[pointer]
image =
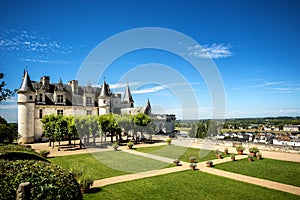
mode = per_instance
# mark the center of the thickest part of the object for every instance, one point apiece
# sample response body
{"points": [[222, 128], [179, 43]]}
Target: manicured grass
{"points": [[109, 163], [186, 185], [275, 170], [179, 152], [89, 163]]}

=-=-=-=-=

WHAT IS NEEDED: Going through the records above line by line, transcribe each one exactly and skip any pictures.

EXERCISE OUTPUT:
[pointer]
image =
mode = per_instance
# mark the center of the thickest part of the object for every instance, one point apiece
# sample response body
{"points": [[222, 128], [179, 43]]}
Target: manicured grass
{"points": [[109, 163], [186, 185], [275, 170], [179, 152], [89, 163]]}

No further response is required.